EXERCISE TASK 1 —
Copy out the forum thread on parallel thickness word for word.

SUPPLIED PASSAGE —
━━━━━━━━━━

# Thickness of Parallels



## epanzella (Nov 27, 2019)

My set of parallels is 1/8" thick but is see they come in many thicknesses from super thin to 1/2". I can imagine a need for a thin parallel with thin stock but is there are there  situations where parallels thicker than 1/8" would be required?


----------



## MontanaLon (Nov 27, 2019)

Required? No, with the possible exception of very large work that wouldn't fit on a mill you could fit in a home workshop. Handy? Heck yes, it is a lot easier working with a parallel that is wide enough to keep it from tipping over as easy as the 1/8" parallels do. Down side is of course they are more expensive, more material and more work to get them parallel. But they sure are easy to work with compared to thinner ones. They do have downsides. A lot more area to get a chip between the parallel and work, so you have to be really sure to wipe them down when using them.


----------



## epanzella (Nov 27, 2019)

Yeah I found out pretty quickly that 1/8 inch parallels fall over easily.  It can be annoying when doing something that requires 3 hands.  I have a supply of closed cell foam that comes in handy for parallel work. I cut a hunk 1/4 inch wider than I need and squash it when grabbing the part.  If that's the only drawback to the skinny parallels I can live with it as I'm just a weekend warrior! Thanks for the response.

━━━━━━━━━━

EXERCISE TASK 2 —
Rewrite the records from the line containing "TARGET = red tractor" down to the end of the records, swapping "innermost" for "central" and leaving everything else as it is.

RAW DATA —
━━━━━━━━━━

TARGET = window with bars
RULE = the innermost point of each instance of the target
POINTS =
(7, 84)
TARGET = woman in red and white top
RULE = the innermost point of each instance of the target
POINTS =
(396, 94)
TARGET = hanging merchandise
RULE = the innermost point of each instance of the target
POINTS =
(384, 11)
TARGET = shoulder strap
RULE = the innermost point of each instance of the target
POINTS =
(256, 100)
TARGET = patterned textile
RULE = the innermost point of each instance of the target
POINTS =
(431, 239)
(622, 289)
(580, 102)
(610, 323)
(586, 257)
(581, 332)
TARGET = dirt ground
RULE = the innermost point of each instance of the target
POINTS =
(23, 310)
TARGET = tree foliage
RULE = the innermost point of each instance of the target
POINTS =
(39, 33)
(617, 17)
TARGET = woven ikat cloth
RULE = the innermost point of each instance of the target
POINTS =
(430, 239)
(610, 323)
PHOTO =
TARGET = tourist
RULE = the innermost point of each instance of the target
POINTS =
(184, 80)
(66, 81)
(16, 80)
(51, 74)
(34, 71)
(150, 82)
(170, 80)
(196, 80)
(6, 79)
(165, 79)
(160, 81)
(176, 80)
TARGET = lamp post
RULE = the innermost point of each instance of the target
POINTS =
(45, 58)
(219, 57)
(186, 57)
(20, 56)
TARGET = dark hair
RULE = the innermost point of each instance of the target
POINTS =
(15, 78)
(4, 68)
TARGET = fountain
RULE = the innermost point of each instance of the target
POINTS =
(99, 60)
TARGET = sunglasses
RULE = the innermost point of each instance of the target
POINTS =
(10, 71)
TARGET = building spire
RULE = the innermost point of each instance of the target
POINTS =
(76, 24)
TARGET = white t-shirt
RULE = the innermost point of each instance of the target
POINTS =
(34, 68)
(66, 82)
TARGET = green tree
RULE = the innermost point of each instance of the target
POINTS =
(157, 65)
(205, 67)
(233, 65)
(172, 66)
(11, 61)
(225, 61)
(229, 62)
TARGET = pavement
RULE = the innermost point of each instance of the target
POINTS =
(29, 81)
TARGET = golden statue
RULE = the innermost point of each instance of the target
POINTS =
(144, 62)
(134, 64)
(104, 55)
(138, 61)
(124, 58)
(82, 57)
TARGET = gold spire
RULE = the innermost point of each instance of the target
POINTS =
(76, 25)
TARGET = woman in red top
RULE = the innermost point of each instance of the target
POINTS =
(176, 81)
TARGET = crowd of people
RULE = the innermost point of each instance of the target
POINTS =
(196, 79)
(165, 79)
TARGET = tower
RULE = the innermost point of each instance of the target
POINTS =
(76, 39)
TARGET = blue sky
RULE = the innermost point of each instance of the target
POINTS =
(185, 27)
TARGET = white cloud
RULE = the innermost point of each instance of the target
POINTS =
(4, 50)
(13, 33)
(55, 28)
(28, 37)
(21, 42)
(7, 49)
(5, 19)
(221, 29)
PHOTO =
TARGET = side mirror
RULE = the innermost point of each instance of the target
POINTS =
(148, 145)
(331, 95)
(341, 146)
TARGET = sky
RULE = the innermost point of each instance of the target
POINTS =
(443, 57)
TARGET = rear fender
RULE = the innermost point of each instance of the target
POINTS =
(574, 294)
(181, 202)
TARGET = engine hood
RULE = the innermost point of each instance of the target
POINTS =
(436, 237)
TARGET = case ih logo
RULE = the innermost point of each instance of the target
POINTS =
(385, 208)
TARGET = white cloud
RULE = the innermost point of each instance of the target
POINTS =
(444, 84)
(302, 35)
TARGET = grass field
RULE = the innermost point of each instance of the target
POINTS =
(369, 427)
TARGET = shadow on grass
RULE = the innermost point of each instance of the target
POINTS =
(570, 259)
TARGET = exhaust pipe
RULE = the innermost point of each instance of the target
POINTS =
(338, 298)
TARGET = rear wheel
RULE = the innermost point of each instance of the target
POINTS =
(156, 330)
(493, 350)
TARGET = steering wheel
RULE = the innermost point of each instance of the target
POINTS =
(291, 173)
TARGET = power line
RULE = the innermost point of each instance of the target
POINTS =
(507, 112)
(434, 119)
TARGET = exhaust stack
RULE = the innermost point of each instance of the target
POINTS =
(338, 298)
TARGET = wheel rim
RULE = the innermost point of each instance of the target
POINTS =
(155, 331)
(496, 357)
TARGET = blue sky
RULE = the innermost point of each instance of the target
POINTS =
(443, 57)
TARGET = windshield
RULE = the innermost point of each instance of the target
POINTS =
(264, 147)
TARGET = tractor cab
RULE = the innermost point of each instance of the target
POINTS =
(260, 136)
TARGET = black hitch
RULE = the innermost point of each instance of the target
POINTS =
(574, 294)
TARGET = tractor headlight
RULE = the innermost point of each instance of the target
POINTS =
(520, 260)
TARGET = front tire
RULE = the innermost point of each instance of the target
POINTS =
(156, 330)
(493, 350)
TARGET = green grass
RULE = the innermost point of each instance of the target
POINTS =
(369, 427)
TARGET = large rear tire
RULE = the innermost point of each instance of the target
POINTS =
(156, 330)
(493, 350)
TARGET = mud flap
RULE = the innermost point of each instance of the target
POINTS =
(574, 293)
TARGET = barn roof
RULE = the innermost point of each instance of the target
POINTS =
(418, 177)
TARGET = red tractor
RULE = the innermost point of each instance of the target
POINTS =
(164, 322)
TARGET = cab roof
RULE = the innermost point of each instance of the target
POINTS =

━━━━━━━━━━

TASK ANSWER 1 —
# Thickness of Parallels



## epanzella (Nov 27, 2019)

My set of parallels is 1/8" thick but is see they come in many thicknesses from super thin to 1/2". I can imagine a need for a thin parallel with thin stock but is there are there  situations where parallels thicker than 1/8" would be required?


----------



## MontanaLon (Nov 27, 2019)

Required? No, with the possible exception of very large work that wouldn't fit on a mill you could fit in a home workshop. Handy? Heck yes, it is a lot easier working with a parallel that is wide enough to keep it from tipping over as easy as the 1/8" parallels do. Down side is of course they are more expensive, more material and more work to get them parallel. But they sure are easy to work with compared to thinner ones. They do have downsides. A lot more area to get a chip between the parallel and work, so you have to be really sure to wipe them down when using them.


----------



## epanzella (Nov 27, 2019)

Yeah I found out pretty quickly that 1/8 inch parallels fall over easily.  It can be annoying when doing something that requires 3 hands.  I have a supply of closed cell foam that comes in handy for parallel work. I cut a hunk 1/4 inch wider than I need and squash it when grabbing the part.  If that's the only drawback to the skinny parallels I can live with it as I'm just a weekend warrior! Thanks for the response.

TASK ANSWER 2 —
TARGET = red tractor
RULE = the central point of each instance of the target
POINTS =
(164, 322)
TARGET = cab roof
RULE = the central point of each instance of the target
POINTS =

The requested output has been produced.